Selected extract:
● ● ● ● ●
| Yes on 820 Supporters Say the Fight Must Continue to Legalize Marijuana and End Marijuana-Related Arrests
Voters did not pass State Question 820, which proposed to legalize and tax marijuana in Oklahoma for all adults over 21. New revenue brought in by the proposed measure was estimated to have been almost half a billion dollars in new money for education, law enforcement and other priorities in its first five years. State Question 820 also proposed ending the practice of arresting adults for small amounts of marijuana and allowing people with marijuana arrests or convictions for simple marijuana possession to have their records expunged. It also included new rules and regulations providing for product testing, child-proof packaging, and other safety regulations.
“Our mission from the very start has been about making a more prosperous, just and safer state,” said Campaign Director Michelle Tilley. “We are moms and dads who want more revenue in our schools, more resources for law enforcement, and more jobs and investment in communities across the state. Unfortunately, tonight we fell short.”
“We didn’t get State Question 820 across the finish line tonight, but the fact remains that marijuana legalization is not a question of ‘if;’ it’s a question of ‘when.’ There are almost 400,000 Oklahomans – that’s almost ten percent of our population – using marijuana legally; there are many thousands more using marijuana acquired off the illicit market. A two-tiered system, where one group of Oklahomans is free to use this product and the other is treated like criminals does not make logical sense. Furthermore, the cost in lost revenue and lives disrupted by senseless arrests hurts all of us. We will continue to advocate for change and we are confident that, sooner rather than later, change will come, as it has in 21 other states,” said Tilley.
There are over 4500 Oklahomans arrested annually for small amounts of marijuana. Yes on 820 Senior Advisor Ryan Kiesel, who helped draft the ballot language, said activists must continue to fight for retroactive expungement and an end to marijuana arrests.
“We have thousands of families being torn apart and thrown into chaos every year because a mom or a dad has a small amount of marijuana that would be legal in 21 other states and legal in Oklahoma for medical card holders,” said Kiesel. “Furthermore, the enforcement of Oklahoma’s marijuana laws has historically been deeply slanted against Black Oklahomans, who are much more likely to be arrested than their White counterparts. We must continue to work to end these unjust and wasteful arrests and to give people who do have arrests or convictions on their records the tools to seek expungement and start with a clean slate.”
● ● ● ● ●
Dataset extract:
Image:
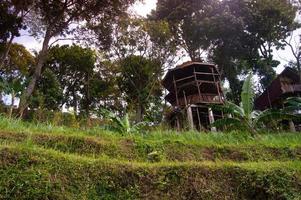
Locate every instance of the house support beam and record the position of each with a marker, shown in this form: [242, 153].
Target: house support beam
[292, 126]
[190, 118]
[211, 119]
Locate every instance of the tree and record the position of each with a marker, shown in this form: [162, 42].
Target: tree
[244, 117]
[74, 67]
[52, 18]
[189, 22]
[15, 72]
[49, 92]
[12, 14]
[121, 125]
[237, 35]
[135, 45]
[139, 80]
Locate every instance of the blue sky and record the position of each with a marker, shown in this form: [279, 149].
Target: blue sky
[142, 9]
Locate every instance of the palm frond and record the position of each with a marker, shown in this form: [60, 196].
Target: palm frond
[273, 115]
[228, 122]
[236, 110]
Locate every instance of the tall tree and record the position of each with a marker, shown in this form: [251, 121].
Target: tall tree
[74, 68]
[235, 34]
[140, 81]
[16, 71]
[12, 14]
[52, 18]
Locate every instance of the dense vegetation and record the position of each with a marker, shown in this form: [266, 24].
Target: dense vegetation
[85, 120]
[47, 162]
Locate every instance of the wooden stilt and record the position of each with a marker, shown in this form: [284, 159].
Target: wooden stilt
[211, 119]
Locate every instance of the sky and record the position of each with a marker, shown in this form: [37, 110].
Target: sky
[142, 9]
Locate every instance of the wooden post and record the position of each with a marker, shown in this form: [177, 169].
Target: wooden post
[197, 83]
[211, 119]
[216, 85]
[176, 90]
[292, 126]
[190, 118]
[199, 119]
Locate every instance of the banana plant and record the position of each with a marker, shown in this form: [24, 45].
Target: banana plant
[244, 117]
[121, 125]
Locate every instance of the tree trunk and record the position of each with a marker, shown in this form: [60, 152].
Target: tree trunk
[5, 54]
[292, 126]
[10, 113]
[139, 113]
[299, 69]
[31, 86]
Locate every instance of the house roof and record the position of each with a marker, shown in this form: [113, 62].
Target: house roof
[274, 91]
[184, 70]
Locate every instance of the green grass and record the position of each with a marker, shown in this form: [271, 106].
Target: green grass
[47, 162]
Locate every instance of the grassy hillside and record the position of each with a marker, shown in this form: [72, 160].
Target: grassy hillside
[45, 162]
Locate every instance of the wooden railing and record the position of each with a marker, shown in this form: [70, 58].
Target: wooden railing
[291, 88]
[204, 98]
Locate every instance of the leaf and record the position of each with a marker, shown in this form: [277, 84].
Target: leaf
[272, 114]
[247, 97]
[230, 122]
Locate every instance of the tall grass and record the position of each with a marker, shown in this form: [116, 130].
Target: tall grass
[237, 138]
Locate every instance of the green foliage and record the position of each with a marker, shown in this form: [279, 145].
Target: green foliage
[245, 117]
[121, 125]
[140, 82]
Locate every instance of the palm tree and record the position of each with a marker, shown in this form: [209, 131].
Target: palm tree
[244, 117]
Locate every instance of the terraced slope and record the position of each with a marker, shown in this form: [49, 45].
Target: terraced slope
[44, 162]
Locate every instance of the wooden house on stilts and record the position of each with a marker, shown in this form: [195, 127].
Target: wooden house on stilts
[193, 88]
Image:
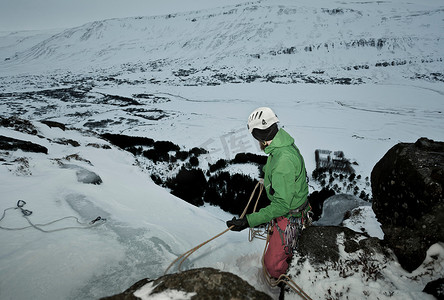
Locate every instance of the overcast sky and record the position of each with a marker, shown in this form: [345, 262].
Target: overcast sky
[48, 14]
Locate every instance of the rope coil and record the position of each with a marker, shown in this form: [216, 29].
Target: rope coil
[26, 213]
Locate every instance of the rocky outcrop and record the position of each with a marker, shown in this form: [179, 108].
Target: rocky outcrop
[408, 199]
[435, 288]
[11, 144]
[205, 283]
[320, 243]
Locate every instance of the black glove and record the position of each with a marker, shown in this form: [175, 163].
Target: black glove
[239, 224]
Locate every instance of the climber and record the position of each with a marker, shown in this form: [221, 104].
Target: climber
[285, 183]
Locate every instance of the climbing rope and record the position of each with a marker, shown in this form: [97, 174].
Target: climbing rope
[254, 233]
[26, 213]
[187, 254]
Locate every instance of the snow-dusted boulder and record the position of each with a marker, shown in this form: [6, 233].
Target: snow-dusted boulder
[408, 198]
[335, 208]
[84, 175]
[204, 283]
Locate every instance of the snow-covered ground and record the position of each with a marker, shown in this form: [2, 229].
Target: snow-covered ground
[168, 65]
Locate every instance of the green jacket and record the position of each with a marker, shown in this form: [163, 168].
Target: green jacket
[285, 180]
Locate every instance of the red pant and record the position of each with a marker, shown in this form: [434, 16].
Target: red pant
[277, 255]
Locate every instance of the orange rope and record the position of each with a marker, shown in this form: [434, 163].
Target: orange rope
[187, 254]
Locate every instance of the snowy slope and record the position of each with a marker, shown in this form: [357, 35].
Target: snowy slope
[145, 230]
[146, 227]
[265, 37]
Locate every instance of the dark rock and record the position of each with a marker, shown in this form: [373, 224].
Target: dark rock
[320, 243]
[408, 199]
[18, 124]
[67, 142]
[207, 283]
[52, 124]
[435, 288]
[11, 144]
[83, 175]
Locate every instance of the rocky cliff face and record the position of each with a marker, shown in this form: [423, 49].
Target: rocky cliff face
[204, 283]
[407, 185]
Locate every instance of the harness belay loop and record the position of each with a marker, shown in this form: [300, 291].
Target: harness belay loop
[292, 233]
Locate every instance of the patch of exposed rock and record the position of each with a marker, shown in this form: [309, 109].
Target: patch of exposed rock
[408, 199]
[206, 283]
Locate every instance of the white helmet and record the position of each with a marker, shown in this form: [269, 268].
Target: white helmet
[261, 118]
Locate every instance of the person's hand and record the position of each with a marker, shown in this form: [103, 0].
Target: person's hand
[239, 224]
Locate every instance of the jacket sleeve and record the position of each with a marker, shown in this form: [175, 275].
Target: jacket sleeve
[283, 183]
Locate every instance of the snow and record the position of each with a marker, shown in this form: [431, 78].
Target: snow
[146, 228]
[144, 293]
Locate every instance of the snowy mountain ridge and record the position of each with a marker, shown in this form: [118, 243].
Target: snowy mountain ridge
[328, 38]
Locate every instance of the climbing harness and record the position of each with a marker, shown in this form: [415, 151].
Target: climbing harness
[255, 233]
[26, 213]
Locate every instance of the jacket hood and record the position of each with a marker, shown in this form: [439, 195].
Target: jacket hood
[281, 139]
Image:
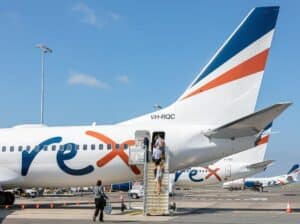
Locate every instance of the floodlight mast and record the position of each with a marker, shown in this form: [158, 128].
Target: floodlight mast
[44, 49]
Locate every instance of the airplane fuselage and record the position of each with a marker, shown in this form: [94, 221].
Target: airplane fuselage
[78, 156]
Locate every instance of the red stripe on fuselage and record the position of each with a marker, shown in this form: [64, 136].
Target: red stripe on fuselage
[252, 65]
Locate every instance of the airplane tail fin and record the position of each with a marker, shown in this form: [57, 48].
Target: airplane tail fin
[228, 86]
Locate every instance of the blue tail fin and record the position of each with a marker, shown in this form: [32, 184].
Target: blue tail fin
[296, 166]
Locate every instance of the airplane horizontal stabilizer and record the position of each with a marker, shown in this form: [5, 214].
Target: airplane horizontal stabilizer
[249, 125]
[260, 164]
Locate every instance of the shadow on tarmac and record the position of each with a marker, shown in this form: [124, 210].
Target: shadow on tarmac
[187, 211]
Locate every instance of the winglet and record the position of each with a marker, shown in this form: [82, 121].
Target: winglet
[249, 125]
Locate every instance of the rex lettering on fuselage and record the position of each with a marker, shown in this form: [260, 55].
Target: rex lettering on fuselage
[68, 151]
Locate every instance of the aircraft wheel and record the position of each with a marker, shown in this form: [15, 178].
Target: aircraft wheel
[9, 198]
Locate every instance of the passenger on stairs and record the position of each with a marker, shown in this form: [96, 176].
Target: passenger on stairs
[159, 175]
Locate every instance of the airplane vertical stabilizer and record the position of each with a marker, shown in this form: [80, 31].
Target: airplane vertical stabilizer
[228, 86]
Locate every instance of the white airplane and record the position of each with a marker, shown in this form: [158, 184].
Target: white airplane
[261, 183]
[213, 118]
[239, 165]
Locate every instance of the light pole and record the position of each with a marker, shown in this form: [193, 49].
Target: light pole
[44, 50]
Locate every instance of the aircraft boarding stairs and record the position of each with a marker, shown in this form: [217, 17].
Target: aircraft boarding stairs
[154, 203]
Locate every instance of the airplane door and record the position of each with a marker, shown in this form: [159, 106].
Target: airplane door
[227, 171]
[140, 150]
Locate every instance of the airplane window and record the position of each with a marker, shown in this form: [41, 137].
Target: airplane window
[69, 147]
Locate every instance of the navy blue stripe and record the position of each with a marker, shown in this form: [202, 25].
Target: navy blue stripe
[296, 166]
[259, 22]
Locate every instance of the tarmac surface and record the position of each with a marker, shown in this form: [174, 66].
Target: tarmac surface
[210, 205]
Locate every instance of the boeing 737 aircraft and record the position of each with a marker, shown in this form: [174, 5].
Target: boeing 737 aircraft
[213, 118]
[239, 165]
[261, 183]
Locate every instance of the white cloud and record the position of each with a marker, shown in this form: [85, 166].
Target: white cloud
[86, 80]
[89, 15]
[123, 79]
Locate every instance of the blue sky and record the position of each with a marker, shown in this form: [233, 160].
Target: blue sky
[114, 60]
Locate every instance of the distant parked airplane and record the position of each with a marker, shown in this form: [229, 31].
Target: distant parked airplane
[261, 183]
[239, 165]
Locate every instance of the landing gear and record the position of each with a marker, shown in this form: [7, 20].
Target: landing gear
[7, 198]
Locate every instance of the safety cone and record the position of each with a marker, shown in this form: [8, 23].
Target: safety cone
[288, 208]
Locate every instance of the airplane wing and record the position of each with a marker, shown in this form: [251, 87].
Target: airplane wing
[7, 175]
[249, 125]
[260, 164]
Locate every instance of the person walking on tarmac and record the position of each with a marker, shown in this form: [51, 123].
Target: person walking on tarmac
[100, 200]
● ● ● ● ●
Try it:
According to the statement on State Question 820, how many Oklahomans are arrested annually for small amounts of marijuana?

Answer for the task:
Over 4500